To do:
a) Answer these questions from the passage on constructivist teaching models, one answer per line, marked the same way:
(i) What roles do teachers or facilitators play in these models?
(ii) Where do the problems for Harvard cases come from?
(iii) How long can it take to develop a case?
b) Write out the part of the passage on constructivist teaching models starting with "They are however, not" and going on through "can be obtained.", word for word.
c) Pick up the passage on constructivist teaching models after its final sentence and keep writing it.

---------- Document

Constructivist models are designed for ill-structured material and provide relevant, engaging, authentic contexts from which to draw conclusions. Teachers (or facilitators) are mentors and guides who challenge students to problem-solve; they model higher order thinking skills (Barrows, 2003; Savery & Duffy, 1995). These models all include interaction between peers which is a successful means to engage students (Vanderbilt Cognition and Technology Group, 1990).
They are however, not particularly easy to implement because of the time commitment and the difficulty in distilling a problem into an appropriate case or authentic environment in which to anchor instruction. The problems for Harvard cases come from the business world, such as a company implementing an e-business model. It can take between 1-4 months to develop a case and Harvard Business School (HBS) considers four factors when devising a case (Harvard Business School, 2003):
1. The issues on which the case will focus;
2. The analysis required on the part of students to address those issues;
3. The data required in the case to perform that analysis satisfactorily; and
4. Where the data can be obtained.

--------------------
---------- Rows

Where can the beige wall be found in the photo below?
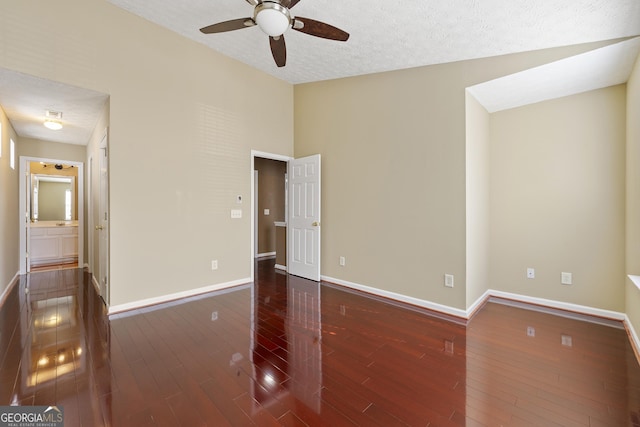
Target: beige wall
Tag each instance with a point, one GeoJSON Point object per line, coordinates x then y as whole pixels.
{"type": "Point", "coordinates": [393, 186]}
{"type": "Point", "coordinates": [183, 122]}
{"type": "Point", "coordinates": [477, 199]}
{"type": "Point", "coordinates": [557, 198]}
{"type": "Point", "coordinates": [633, 196]}
{"type": "Point", "coordinates": [271, 191]}
{"type": "Point", "coordinates": [9, 236]}
{"type": "Point", "coordinates": [51, 150]}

--------------------

Answers below:
a)
(i) They are mentors and guides who challenge students to problem-solve and who model higher order thinking skills.
(ii) They come from the business world.
(iii) It can take between 1 and 4 months.

b)
They are however, not particularly easy to implement because of the time commitment and the difficulty in distilling a problem into an appropriate case or authentic environment in which to anchor instruction. The problems for Harvard cases come from the business world, such as a company implementing an e-business model. It can take between 1-4 months to develop a case and Harvard Business School (HBS) considers four factors when devising a case (Harvard Business School, 2003):
1. The issues on which the case will focus;
2. The analysis required on the part of students to address those issues;
3. The data required in the case to perform that analysis satisfactorily; and
4. Where the data can be obtained.

c)
Two sites that provide many free cases are the Idea Group Inc. Web site (http://www.idea-group.com/ casespp/login.asp) and the HBS Web site (http:// harvardbusinessonline.hbsp.harvard.edu/b02/en/cases/ caseshome.jhtml). Idea Group has information systems cases while HBS provides general business cases. In addition, the following links (retrieved February 12, 2004) have either example cases/problems or information regarding this type of learning environment.
• Multidisciplinary case-based learning for undergraduate students: http://www.blackwell synergy.com/links/doi/10.1034/j.1600-0579.2000.040404.x/abs/
• The Center for Problem-Based Learning (PBL) at Samford University:http://www.samford.edu/pbl/
• University of Delaware (a list of links): http:// www.udel.edu/pbl/others.html
• Problem-Based Learning: An Introduction: http:// www.ntlf.com/html/pi/9812/pbl_1.htm
Another potential source for cases is a college’s local business community. Working with a local company to develop a case provides a unique opportunity for students to interact with the company. Student feedback strongly indicates that this opportunity increases the relevance, engagement and desire to implement a worthwhile solution to a problem.
While Harvard cases are based on actual business situations, the conditions developed for problem-based learning come from well-formulated, realistic problems that mirror real-world situations. The following instructional principles (Savery & Duffy, 1995) provide a context from which to create appropriate problems:
1. Anchor all learning activities to a larger task or problem.
2. Support the learner in developing ownership for the overall problem or task.
3. Design an authentic task.
4. Design the task and the learning environment to reflect the complexity of the environment they should be able to function in at the end of learning.
5. Give the learner ownership of the process used to develop a solution.
6. Design the learning environment to support and challenge the learner’s thinking.
7. Encourage testing ideas against alternative views.
8. Provide opportunity for and support reflection on both the content learned and the learning process.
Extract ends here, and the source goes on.